Records for processing:
"""

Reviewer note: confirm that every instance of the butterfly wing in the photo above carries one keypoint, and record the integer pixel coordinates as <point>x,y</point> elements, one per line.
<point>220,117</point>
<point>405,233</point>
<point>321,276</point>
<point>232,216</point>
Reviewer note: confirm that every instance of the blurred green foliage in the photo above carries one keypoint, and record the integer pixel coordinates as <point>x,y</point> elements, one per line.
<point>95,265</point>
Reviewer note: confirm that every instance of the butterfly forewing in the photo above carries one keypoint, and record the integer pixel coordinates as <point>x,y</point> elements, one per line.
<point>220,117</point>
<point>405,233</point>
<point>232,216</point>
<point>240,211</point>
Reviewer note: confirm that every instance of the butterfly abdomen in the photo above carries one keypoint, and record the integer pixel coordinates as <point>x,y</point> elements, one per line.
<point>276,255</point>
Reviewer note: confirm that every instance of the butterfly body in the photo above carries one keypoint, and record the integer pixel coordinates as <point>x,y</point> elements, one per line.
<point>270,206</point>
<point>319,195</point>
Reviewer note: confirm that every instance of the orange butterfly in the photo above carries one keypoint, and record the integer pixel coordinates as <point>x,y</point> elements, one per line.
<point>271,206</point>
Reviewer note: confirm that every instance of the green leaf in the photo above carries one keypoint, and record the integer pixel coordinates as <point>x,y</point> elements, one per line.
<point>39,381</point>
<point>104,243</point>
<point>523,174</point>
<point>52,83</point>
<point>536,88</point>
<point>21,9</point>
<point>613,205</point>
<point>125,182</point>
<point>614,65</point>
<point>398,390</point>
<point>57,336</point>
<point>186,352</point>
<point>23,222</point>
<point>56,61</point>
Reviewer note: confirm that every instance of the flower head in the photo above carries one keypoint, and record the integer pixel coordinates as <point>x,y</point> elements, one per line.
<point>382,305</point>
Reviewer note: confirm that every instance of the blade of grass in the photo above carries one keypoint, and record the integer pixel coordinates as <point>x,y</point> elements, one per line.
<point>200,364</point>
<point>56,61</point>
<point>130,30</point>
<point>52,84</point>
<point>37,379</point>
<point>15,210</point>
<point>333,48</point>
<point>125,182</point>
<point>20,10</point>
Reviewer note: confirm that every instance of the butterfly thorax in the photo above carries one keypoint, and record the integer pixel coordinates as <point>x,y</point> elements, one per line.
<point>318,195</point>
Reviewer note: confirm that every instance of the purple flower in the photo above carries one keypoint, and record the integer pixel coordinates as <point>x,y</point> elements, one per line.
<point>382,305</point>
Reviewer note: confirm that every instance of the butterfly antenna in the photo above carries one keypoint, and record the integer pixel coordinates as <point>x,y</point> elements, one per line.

"""

Retype all of the material above, line for line, without changing a single character.

Reviewer note: confirm that every instance of the butterfly wing in the photo above carries one keypoint, and record the integer pixel coordinates as <point>x,y</point> elements, one per line.
<point>220,117</point>
<point>405,233</point>
<point>321,276</point>
<point>232,216</point>
Reviewer note: confirm that every instance of the blurred green foliage in the photo above carries one keypoint, and record the integer pixel coordinates as <point>x,y</point> elements, one per line.
<point>95,265</point>
Reviewer note: confirm that every instance of the butterfly forewing in the photo above carries one keypoint, and record the integer pixel coordinates as <point>x,y</point> elements, one per line.
<point>220,117</point>
<point>405,233</point>
<point>232,216</point>
<point>240,211</point>
Reviewer note: confirm that every instance of the butterfly abdomen in the photo above carries one keypoint, and record the integer pixel coordinates as <point>x,y</point> elements, one per line.
<point>276,255</point>
Reviewer note: confirm that every instance of the butterfly body in the photo above carries one keypoint, and record the integer pixel coordinates as <point>x,y</point> elements, one per line.
<point>270,206</point>
<point>319,195</point>
Reviewer note: confirm that every instance of the orange butterfly in the photo above carries one keypoint, and record the integer pixel coordinates as <point>x,y</point> elements, one per line.
<point>271,206</point>
Reviewer note: confirm that every instance of the green leaf in the photo above carries one keypoint, and record the integer pixel coordinates as <point>x,y</point> elements, one per line.
<point>39,381</point>
<point>104,243</point>
<point>523,174</point>
<point>52,83</point>
<point>536,88</point>
<point>21,9</point>
<point>613,205</point>
<point>125,182</point>
<point>614,65</point>
<point>398,390</point>
<point>57,336</point>
<point>186,352</point>
<point>23,222</point>
<point>56,61</point>
Reviewer note: confirm that every instance of the flower head in the photo above carries one keypoint, and record the integer pixel coordinates as <point>x,y</point> elements, one per line.
<point>382,305</point>
Reviewer note: confirm that every instance of the blade of grass in the photo above carries one keypoint, and record the integer pixel coordinates as <point>x,y</point> elements, one per line.
<point>200,364</point>
<point>56,61</point>
<point>130,30</point>
<point>52,84</point>
<point>37,379</point>
<point>15,210</point>
<point>333,48</point>
<point>125,182</point>
<point>20,10</point>
Reviewer note: confirm that every instance of the butterfly thorax in the photo above carries one keypoint, and record the integer pixel coordinates as <point>x,y</point> elements, one per line.
<point>318,195</point>
Reviewer note: confirm that every instance of the purple flower in the photo above carries one keypoint, and record the integer pixel coordinates as <point>x,y</point> elements, one per line.
<point>382,305</point>
Reviewer note: confirm that every instance of the butterfly antenna in the photo above carries one keypoint, and record the integer pixel coordinates as <point>x,y</point> elements, one per line.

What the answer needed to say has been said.